* _Description of the task_
Repeat each record exactly. Any picture gets left out.

--- START OF Record set ---

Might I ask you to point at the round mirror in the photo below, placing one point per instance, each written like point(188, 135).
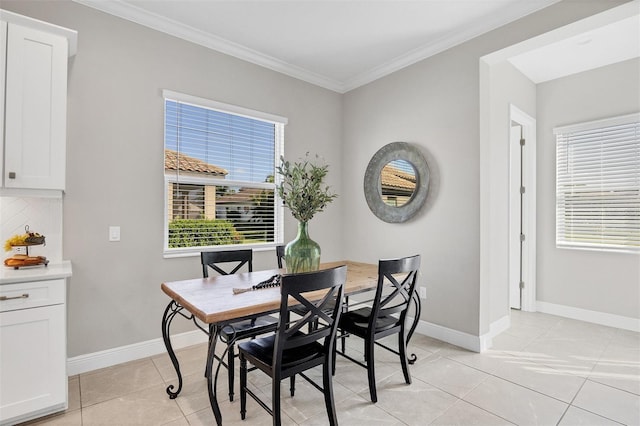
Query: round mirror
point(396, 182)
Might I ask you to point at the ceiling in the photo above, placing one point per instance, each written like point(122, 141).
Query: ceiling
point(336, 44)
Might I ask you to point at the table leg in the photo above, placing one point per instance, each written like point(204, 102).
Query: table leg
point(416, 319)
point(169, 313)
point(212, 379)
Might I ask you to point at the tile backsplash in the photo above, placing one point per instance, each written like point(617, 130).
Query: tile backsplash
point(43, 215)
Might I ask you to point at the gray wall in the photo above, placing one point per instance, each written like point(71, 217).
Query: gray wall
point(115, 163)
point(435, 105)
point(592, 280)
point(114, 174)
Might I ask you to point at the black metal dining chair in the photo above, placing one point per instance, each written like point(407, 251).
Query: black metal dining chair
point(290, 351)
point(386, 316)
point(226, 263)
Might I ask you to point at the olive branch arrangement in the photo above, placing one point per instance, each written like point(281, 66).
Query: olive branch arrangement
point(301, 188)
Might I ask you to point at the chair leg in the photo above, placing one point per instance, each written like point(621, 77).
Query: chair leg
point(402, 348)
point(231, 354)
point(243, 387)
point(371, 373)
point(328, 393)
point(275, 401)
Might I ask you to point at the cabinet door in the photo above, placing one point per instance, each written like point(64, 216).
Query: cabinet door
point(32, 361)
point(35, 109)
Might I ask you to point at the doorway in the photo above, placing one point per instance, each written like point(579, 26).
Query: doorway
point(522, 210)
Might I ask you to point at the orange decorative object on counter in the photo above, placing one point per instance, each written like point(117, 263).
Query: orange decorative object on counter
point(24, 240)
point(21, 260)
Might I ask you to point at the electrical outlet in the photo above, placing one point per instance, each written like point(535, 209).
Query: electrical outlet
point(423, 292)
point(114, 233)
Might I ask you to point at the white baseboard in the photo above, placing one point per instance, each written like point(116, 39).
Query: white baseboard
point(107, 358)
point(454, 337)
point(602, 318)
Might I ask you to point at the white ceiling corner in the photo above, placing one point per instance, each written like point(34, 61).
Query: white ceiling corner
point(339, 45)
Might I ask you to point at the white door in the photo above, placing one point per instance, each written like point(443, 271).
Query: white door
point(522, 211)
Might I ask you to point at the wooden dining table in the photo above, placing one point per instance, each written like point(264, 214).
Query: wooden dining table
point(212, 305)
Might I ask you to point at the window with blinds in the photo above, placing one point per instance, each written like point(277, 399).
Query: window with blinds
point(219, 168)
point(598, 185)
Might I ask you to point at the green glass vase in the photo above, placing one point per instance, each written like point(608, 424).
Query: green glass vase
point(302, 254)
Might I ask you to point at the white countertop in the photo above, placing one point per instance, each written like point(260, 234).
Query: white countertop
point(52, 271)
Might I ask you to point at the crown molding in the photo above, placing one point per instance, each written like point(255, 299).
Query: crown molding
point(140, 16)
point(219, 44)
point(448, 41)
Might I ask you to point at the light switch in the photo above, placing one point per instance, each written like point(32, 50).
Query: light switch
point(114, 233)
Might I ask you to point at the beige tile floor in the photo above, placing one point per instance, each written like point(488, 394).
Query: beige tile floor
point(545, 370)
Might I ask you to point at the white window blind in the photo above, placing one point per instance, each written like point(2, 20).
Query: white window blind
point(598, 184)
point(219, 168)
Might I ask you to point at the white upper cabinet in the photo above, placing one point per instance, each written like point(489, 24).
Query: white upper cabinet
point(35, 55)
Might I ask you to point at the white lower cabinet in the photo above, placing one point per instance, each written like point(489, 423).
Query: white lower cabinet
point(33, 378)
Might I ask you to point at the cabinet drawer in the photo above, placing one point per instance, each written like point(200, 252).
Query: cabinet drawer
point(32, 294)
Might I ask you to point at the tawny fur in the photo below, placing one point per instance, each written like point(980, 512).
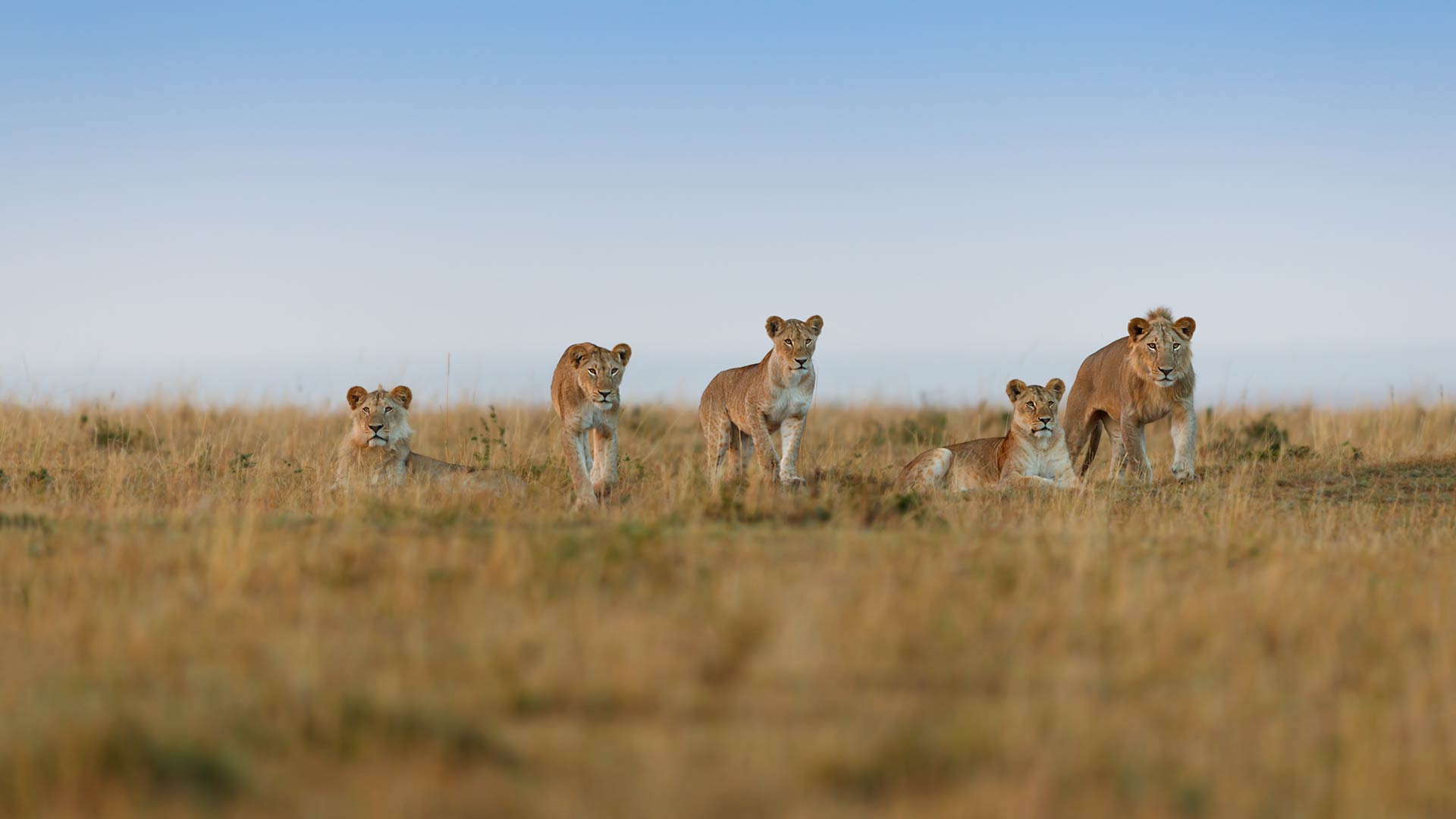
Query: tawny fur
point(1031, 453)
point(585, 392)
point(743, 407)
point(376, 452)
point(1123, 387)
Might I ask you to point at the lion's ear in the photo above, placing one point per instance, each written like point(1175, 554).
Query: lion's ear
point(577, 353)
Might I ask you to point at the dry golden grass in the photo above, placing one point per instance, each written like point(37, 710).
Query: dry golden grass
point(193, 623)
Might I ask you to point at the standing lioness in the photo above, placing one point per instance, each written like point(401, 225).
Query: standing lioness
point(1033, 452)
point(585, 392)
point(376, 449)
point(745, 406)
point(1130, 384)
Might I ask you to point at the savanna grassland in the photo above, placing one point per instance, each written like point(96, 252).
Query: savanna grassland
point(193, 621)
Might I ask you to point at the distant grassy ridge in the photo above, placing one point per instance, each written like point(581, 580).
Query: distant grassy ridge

--- END OF Record set ---

* _The completed task_
Might I ask you to point at the round mirror in the photo below, placing one point per instance, each written like point(188, 135).
Query: round mirror
point(396, 182)
Might I ask you to point at the ceiling in the photo above, placing one point per instance, each written like point(122, 141).
Query: ceiling
point(336, 44)
Might I ask you to point at the table leg in the photo above, placing one point per instance, each written like point(204, 102).
Query: table leg
point(416, 319)
point(169, 313)
point(212, 379)
Might I ask you to point at the tile backsplash in the photo above, placing one point per instance, each written like point(617, 130).
Query: tile backsplash
point(43, 215)
Might I ask you to point at the gray wall in the photo above, placing one point per instance, each written like point(71, 217).
Query: gray wall
point(115, 163)
point(435, 105)
point(592, 280)
point(114, 174)
Might I ask you to point at the black metal dining chair in the photo above, placing one point per instance, each written like point(407, 251).
Query: black metal dining chair
point(290, 351)
point(386, 316)
point(226, 263)
Might I ask you to point at the olive branch arrangement in the photo above, placing one point per instance, each written like point(281, 66).
Query: olive branch arrangement
point(301, 188)
Might I ask you to point at the chair leg in the photo above, placing one point per instance, each written like point(621, 77).
Query: chair leg
point(402, 348)
point(231, 354)
point(243, 387)
point(371, 373)
point(328, 393)
point(275, 401)
Might I ask you to point at the cabinet door in the photo above, placing one point per instance, each written like point(64, 216).
Query: cabinet door
point(32, 361)
point(35, 109)
Might I ask you to point at the doorway in the photo above, placing one point per instance, each written like point(579, 26).
Query: doorway
point(522, 210)
Might I ask you to point at the orange decorative object on counter in the photo above, placing one point per instance, each written like point(117, 263).
Query: orange decorative object on counter
point(24, 240)
point(21, 260)
Might I ask you to point at the electrical outlet in the photo above, placing one point per instance, each written like point(535, 209).
Query: electrical outlet
point(423, 292)
point(114, 233)
Might I ask you to point at the white baseboard in the photo above, placing one point per instance, each written like point(116, 39).
Query: white baseboard
point(107, 358)
point(454, 337)
point(602, 318)
Might I ask you to point at the white ceiling corner in the photo above, placing one point per instance, each written like point(34, 61).
Query: white ceiling corner
point(339, 45)
Might I ask you to point at the white door in the photo above, placing one point per instance, each written like point(443, 271).
Query: white door
point(522, 211)
Might I ask you to point at the wooden dining table in the photo above, placing one point per instance, each written like point(264, 214).
Query: wooden dining table
point(212, 305)
Might I ask you to point at the window with blinds in the photo above, placing one point per instance, each written like point(277, 399).
Query: window with blinds
point(219, 168)
point(598, 185)
Might I ask you to point at the green glass vase in the photo above, placing one point per instance, each written like point(608, 424).
Query: green glass vase
point(302, 254)
Might I ask you to point at the white countertop in the photo above, placing one point per instance, each written like point(260, 234).
Query: white countertop
point(52, 271)
Might I ask you to point at the crown molding in the photo above, placing one point per instance, each written like point(255, 299).
Query: crown molding
point(140, 16)
point(219, 44)
point(448, 41)
Might I ask you to point at the light switch in the photo above, placing one point per instance, each written like point(32, 50).
Query: light switch
point(114, 233)
Might I ask you to point at the beige tile floor in the photo above, placing one point per instance, each written like point(488, 394).
Query: beige tile floor
point(545, 370)
Might I ask you to point at the white window blind in the photo above, placing one point per instance, each written like point(2, 20).
Query: white window blind
point(598, 184)
point(219, 168)
Might I ask you to point at the white upper cabinet in the photo above, placing one point per instance, each written like point(489, 24).
Query: white upper cabinet
point(35, 55)
Might I ask you to point at the white lower cabinet in the photo above, placing one point per instance, each written like point(489, 423).
Query: white lower cabinet
point(33, 378)
Might I ask you to point at the cabinet drawer in the photo above, placing one point per instance, each written like point(200, 252).
Query: cabinet drawer
point(32, 294)
Might I ask you to point at the tawny fur in the photo below, placing one point per instance, each written like point(980, 512).
Query: tawny fur
point(1031, 453)
point(585, 392)
point(743, 407)
point(376, 452)
point(1123, 387)
Might I ask you to point at the lion's ear in the photo above, placing one point per instance, each written like point(1175, 554).
Query: lion's ear
point(577, 353)
Might I ask you to point at the dry golden grass in the photo above, placing one point per instance, each written like point(37, 710).
Query: dry golden grass
point(193, 623)
Might I ask you to point at the standing lioness in the photo above, placing one point per instance, each written like point(401, 225).
Query: standing lioness
point(1033, 452)
point(585, 392)
point(376, 449)
point(745, 406)
point(1130, 384)
Might I ask you to point at the savanna grassland in the photo above, placing one point per instance, each written like point(96, 252).
Query: savanna grassland
point(193, 621)
Might I ask you to point at the distant grassy ridge in the photo above, placing one point per instance, each written like point(581, 580).
Query: distant grassy ridge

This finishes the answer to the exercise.